Give the records below again exactly, and exclude each picture.
═════ DATA TO EXAMINE ═════
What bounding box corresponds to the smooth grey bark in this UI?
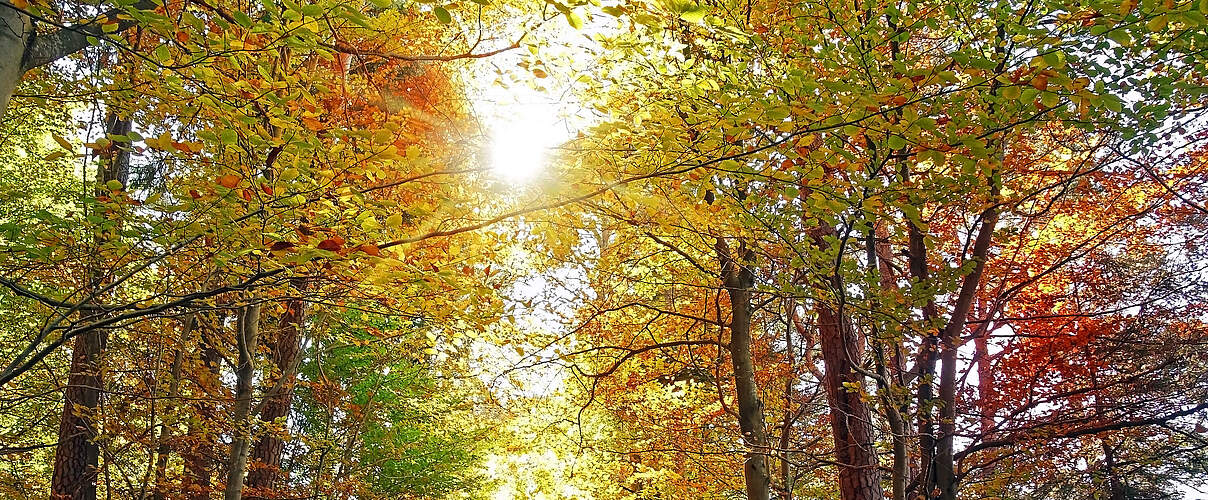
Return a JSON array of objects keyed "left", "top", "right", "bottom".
[
  {"left": 223, "top": 303, "right": 261, "bottom": 500},
  {"left": 0, "top": 1, "right": 151, "bottom": 117},
  {"left": 716, "top": 238, "right": 771, "bottom": 500},
  {"left": 0, "top": 5, "right": 32, "bottom": 118}
]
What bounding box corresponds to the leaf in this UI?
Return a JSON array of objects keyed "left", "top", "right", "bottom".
═════
OUTPUT FOR THIS TASK:
What bounding box corresponds to the smooth grey bark in this UI?
Return a JSON array of objects keyed "left", "top", "right", "bottom".
[
  {"left": 223, "top": 303, "right": 261, "bottom": 500},
  {"left": 0, "top": 1, "right": 151, "bottom": 117},
  {"left": 716, "top": 238, "right": 771, "bottom": 500},
  {"left": 0, "top": 5, "right": 32, "bottom": 118}
]
What bounding box corresponds to the leaf in this UI?
Return a JSON array of objects keyed "left", "top", "right", "bottom".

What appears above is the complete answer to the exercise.